(Stored entries)
## Begin
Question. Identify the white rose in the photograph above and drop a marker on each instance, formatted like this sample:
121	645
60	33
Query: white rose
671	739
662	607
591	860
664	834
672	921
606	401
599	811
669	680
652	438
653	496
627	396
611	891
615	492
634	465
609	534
## End
> Exercise instructions: Recast every line of the stored entries above as a JSON list of strings, one string per line, leaving out any blank lines.

> Expected answer:
[
  "Question. Identify the white rose in the photograph above and drop a marker on each instance, formatted like this sample:",
  "121\t645",
  "60\t33",
  "Query: white rose",
  "671\t739",
  "662\t607",
  "591\t860",
  "664\t834",
  "672\t921",
  "606\t401",
  "599\t811",
  "669\t680",
  "652\t438",
  "653\t496",
  "627\t396",
  "611\t891",
  "615\t492",
  "634\t465",
  "609\t534"
]